Given request
Change every "noun phrase" to "description" in the entries below and give them back otherwise unaltered, with the pictures left out.

┄┄┄┄┄┄

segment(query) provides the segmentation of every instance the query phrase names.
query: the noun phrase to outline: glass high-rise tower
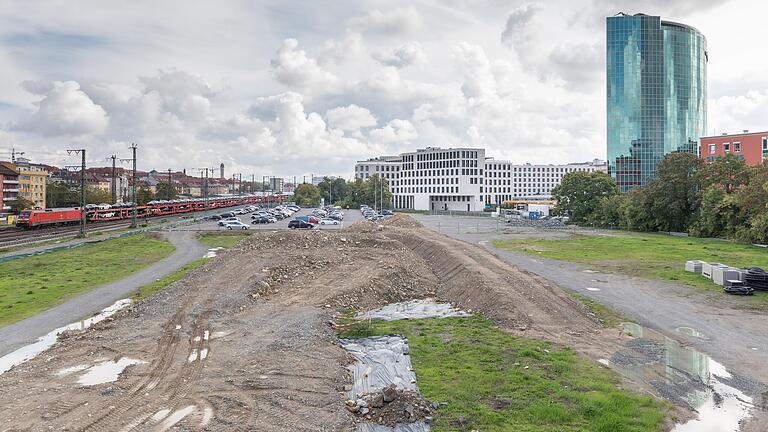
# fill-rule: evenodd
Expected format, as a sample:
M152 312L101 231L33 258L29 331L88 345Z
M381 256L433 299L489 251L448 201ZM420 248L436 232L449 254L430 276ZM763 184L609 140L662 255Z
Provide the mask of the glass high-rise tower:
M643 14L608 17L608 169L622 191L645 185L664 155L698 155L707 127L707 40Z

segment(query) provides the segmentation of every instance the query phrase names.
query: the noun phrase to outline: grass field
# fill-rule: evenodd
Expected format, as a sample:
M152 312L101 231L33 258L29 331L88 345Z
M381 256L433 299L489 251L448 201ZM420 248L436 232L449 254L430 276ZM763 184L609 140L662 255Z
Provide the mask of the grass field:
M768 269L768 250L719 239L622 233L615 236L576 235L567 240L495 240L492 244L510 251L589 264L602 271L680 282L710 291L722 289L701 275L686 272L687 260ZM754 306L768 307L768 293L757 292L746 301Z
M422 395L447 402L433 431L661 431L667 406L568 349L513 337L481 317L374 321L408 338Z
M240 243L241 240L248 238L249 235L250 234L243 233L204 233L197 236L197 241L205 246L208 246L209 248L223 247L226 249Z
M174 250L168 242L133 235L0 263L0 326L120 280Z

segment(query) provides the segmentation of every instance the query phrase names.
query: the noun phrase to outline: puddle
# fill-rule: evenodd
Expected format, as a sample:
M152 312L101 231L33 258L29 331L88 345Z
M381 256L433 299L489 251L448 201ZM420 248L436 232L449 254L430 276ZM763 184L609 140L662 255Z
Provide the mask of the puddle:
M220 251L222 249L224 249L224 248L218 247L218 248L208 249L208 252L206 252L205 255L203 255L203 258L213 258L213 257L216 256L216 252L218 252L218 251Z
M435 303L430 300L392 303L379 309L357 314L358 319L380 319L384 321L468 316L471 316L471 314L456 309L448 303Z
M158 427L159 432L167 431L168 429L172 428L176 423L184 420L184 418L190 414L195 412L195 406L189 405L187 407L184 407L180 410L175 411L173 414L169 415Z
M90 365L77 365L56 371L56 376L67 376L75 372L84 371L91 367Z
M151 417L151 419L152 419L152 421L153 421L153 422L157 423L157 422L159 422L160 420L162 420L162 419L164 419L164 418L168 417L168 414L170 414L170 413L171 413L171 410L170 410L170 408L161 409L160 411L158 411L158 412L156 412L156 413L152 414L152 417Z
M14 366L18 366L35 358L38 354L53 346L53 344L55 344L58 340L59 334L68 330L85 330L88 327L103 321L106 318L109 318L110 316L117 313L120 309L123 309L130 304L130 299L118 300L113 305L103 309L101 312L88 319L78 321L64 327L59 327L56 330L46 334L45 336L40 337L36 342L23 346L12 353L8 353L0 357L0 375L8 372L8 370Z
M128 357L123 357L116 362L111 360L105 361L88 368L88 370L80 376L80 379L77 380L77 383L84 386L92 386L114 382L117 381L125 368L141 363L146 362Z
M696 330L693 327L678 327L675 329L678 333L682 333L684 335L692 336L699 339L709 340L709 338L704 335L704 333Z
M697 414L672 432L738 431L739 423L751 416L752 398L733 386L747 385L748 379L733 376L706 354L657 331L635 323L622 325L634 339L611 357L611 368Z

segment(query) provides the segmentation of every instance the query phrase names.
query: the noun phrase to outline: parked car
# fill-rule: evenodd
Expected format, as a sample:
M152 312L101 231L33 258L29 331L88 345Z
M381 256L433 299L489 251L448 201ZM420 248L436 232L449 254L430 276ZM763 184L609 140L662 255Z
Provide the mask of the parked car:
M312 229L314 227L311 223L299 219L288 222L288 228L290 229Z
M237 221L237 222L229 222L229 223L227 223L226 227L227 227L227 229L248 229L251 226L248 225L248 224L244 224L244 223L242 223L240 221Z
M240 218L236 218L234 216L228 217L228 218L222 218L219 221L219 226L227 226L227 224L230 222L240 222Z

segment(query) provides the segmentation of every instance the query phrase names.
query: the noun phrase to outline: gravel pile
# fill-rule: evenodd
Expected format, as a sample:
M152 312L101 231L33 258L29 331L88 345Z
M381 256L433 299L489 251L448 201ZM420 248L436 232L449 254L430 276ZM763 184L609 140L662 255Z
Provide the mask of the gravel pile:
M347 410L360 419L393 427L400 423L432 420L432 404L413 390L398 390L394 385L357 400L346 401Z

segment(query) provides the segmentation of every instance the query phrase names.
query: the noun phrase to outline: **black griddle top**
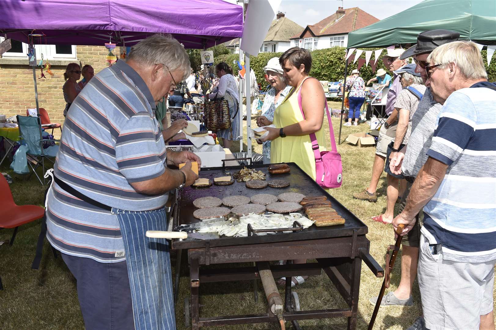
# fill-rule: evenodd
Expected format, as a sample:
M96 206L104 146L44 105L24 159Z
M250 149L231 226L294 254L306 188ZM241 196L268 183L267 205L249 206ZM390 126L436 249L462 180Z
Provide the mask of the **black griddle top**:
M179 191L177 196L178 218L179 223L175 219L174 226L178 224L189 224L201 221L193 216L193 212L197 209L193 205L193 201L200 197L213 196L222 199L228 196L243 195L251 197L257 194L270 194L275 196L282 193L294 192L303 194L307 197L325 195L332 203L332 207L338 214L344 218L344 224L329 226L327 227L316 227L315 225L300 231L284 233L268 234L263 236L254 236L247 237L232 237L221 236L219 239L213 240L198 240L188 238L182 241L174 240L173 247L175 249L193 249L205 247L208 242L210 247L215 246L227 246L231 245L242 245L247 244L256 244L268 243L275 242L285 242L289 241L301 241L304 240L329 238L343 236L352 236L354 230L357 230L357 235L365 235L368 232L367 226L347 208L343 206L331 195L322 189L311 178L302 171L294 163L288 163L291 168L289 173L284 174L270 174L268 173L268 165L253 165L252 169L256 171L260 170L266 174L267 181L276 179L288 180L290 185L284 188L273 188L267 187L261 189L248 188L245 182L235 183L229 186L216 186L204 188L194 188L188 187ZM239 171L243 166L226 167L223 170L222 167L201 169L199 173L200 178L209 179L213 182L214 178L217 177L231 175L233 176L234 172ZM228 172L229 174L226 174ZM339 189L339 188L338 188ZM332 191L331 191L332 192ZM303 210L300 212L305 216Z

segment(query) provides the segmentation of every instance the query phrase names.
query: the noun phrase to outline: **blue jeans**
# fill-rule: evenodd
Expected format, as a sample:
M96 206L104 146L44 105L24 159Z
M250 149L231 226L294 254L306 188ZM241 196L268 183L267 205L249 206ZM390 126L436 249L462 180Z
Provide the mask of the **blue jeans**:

┄┄┄┄┄┄

Final answer
segment(query) provides the segmentation of every instance the query phrase names.
query: the description to outline: glass high-rise tower
# fill-rule: evenodd
Expected format, as a sample:
M152 312L101 231L33 258L29 331L88 345Z
M381 256L433 299L489 251L448 201ZM420 248L436 232L449 254L430 276ZM763 184L609 140L662 255Z
Provide the mask of the glass high-rise tower:
M643 14L608 17L608 169L622 191L645 185L664 155L698 155L707 127L707 40Z

segment(query) provides the segmentation of every instance the query phrase names.
query: the description to outline: grass field
# fill-rule: evenodd
Expected format, as a sample:
M152 312L101 231L33 258L29 331L88 345Z
M381 256L433 299L489 251L448 201ZM420 248L436 232L449 254L430 276ZM763 184L609 140L662 255Z
Provide the mask of the grass field:
M768 269L768 250L719 239L622 233L615 236L576 235L567 240L495 240L492 244L510 251L589 264L602 271L680 282L710 291L722 289L701 275L686 272L687 260ZM754 306L768 307L768 293L757 292L746 301Z
M422 395L447 402L433 431L661 431L667 406L568 349L513 337L481 317L374 321L408 338Z
M240 243L241 240L248 238L249 235L250 234L243 233L204 233L197 236L197 241L205 246L208 246L209 248L223 247L226 249Z
M174 250L168 242L133 235L0 263L0 326L120 280Z

segment(query) provides the segmentation of every instance the query phrase names.
query: the description to outline: puddle
# fill-rule: evenodd
Expected format, as a sample:
M152 312L101 231L33 258L29 331L88 345Z
M381 256L433 299L489 251L448 201ZM420 248L436 232L449 254L430 276ZM763 184L609 140L662 255Z
Provide the mask of the puddle:
M220 251L222 249L224 249L224 248L218 247L218 248L208 249L208 252L206 252L205 255L203 255L203 258L213 258L213 257L216 256L216 252L218 252L218 251Z
M435 303L430 300L392 303L379 309L357 314L358 319L380 319L384 321L468 316L471 316L471 314L456 309L448 303Z
M158 427L159 432L167 431L168 429L172 428L176 423L184 420L184 418L190 414L195 412L195 406L189 405L187 407L184 407L180 410L175 411L173 414L169 415Z
M90 365L77 365L56 371L56 376L67 376L75 372L84 371L91 367Z
M151 417L151 419L152 419L152 421L153 421L153 422L157 423L157 422L159 422L160 420L162 420L162 419L164 419L164 418L168 417L168 414L170 414L170 413L171 413L171 410L170 410L170 408L161 409L160 411L158 411L158 412L156 412L156 413L152 414L152 417Z
M14 366L18 366L35 358L38 354L53 346L53 344L55 344L58 340L59 334L68 330L85 330L88 327L103 321L106 318L109 318L110 316L117 313L120 309L123 309L130 304L130 299L118 300L113 305L103 309L101 312L88 319L78 321L64 327L59 327L56 330L46 334L45 336L40 337L36 342L23 346L12 353L8 353L0 357L0 375L8 372L8 370Z
M128 357L123 357L116 362L111 360L105 361L88 368L88 370L80 376L80 379L77 380L77 383L84 386L92 386L114 382L117 381L125 368L141 363L146 362Z
M696 330L693 327L678 327L675 329L678 333L682 333L684 335L692 336L699 339L709 340L709 338L704 335L704 333Z
M697 414L672 432L738 431L739 423L751 416L752 398L733 386L747 385L748 379L733 376L706 354L657 331L635 323L622 325L634 339L611 357L611 368Z

segment(query) provides the segmentation of every instance the query phrase names.
query: the description to outline: parked car
# fill-rule: evenodd
Expected format, as a sample:
M152 312L101 231L33 258L29 331L88 345Z
M381 256L433 299L489 251L448 201ZM420 248L436 232L449 254L430 276ZM763 184L609 140L662 255Z
Provide the mask of the parked car:
M312 229L314 227L311 223L299 219L288 222L288 228L290 229Z
M237 221L237 222L229 222L229 223L227 223L226 227L227 227L227 229L248 229L251 226L248 225L248 224L244 224L244 223L242 223L240 221Z
M240 218L236 218L234 216L228 217L228 218L222 218L219 221L219 226L227 226L227 224L230 222L240 222Z

segment(query) provides the segmentation of every instance the query phrase names.
query: the description to outline: gravel pile
# fill-rule: evenodd
Expected format, as a sample:
M152 312L101 231L33 258L29 331L88 345Z
M381 256L433 299L489 251L448 201ZM420 248L436 232L449 254L430 276ZM763 184L609 140L662 255Z
Provide the mask of the gravel pile:
M347 410L360 419L393 427L400 423L432 420L432 404L413 390L398 390L394 385L357 400L346 401Z

segment(query) provides the segmentation of every instance the query phrase names.
query: the description to outline: **black griddle top**
# fill-rule: evenodd
Expected format, as a sample:
M96 206L104 146L44 105L24 159Z
M250 149L231 226L294 254L306 188ZM241 196L268 183L267 205L249 206ZM390 126L436 249L462 180Z
Provide the mask of the **black griddle top**:
M179 191L177 196L178 218L179 223L175 219L174 226L178 224L189 224L201 221L193 216L193 212L197 209L193 205L193 201L200 197L213 196L222 199L228 196L243 195L251 197L257 194L270 194L275 196L282 193L294 192L303 194L307 197L325 195L332 203L332 207L338 214L344 218L344 224L329 226L327 227L316 227L315 225L300 231L284 233L268 234L263 236L254 236L247 237L232 237L221 236L219 239L213 240L198 240L188 238L182 241L174 240L173 247L175 249L193 249L205 247L208 242L210 247L215 246L227 246L231 245L242 245L247 244L256 244L268 243L275 242L285 242L289 241L301 241L304 240L329 238L343 236L352 236L354 230L357 230L357 235L365 235L368 232L367 226L347 208L343 206L331 195L322 189L311 178L302 171L294 163L288 163L291 168L289 173L284 174L270 174L268 173L268 165L253 165L252 169L256 171L260 170L266 174L267 181L276 179L288 180L290 185L284 188L273 188L267 187L261 189L248 188L245 182L235 183L229 186L216 186L204 188L194 188L188 187ZM239 171L243 166L226 167L223 170L222 167L201 169L199 173L200 178L209 179L213 182L214 178L217 177L231 175L233 176L234 172ZM228 172L229 174L226 174ZM339 189L339 188L338 188ZM332 191L331 191L332 192ZM303 210L300 212L305 216Z

segment(query) provides the segmentation of every instance the query phrase names.
query: the description to outline: **blue jeans**
# fill-rule: evenodd
Expected format, as a sample:
M96 206L104 146L44 105L24 159Z
M250 149L231 226L294 254L306 188ZM241 196L268 183L267 205L249 206ZM390 126L436 249L462 180Z
Provide the mask of the **blue jeans**:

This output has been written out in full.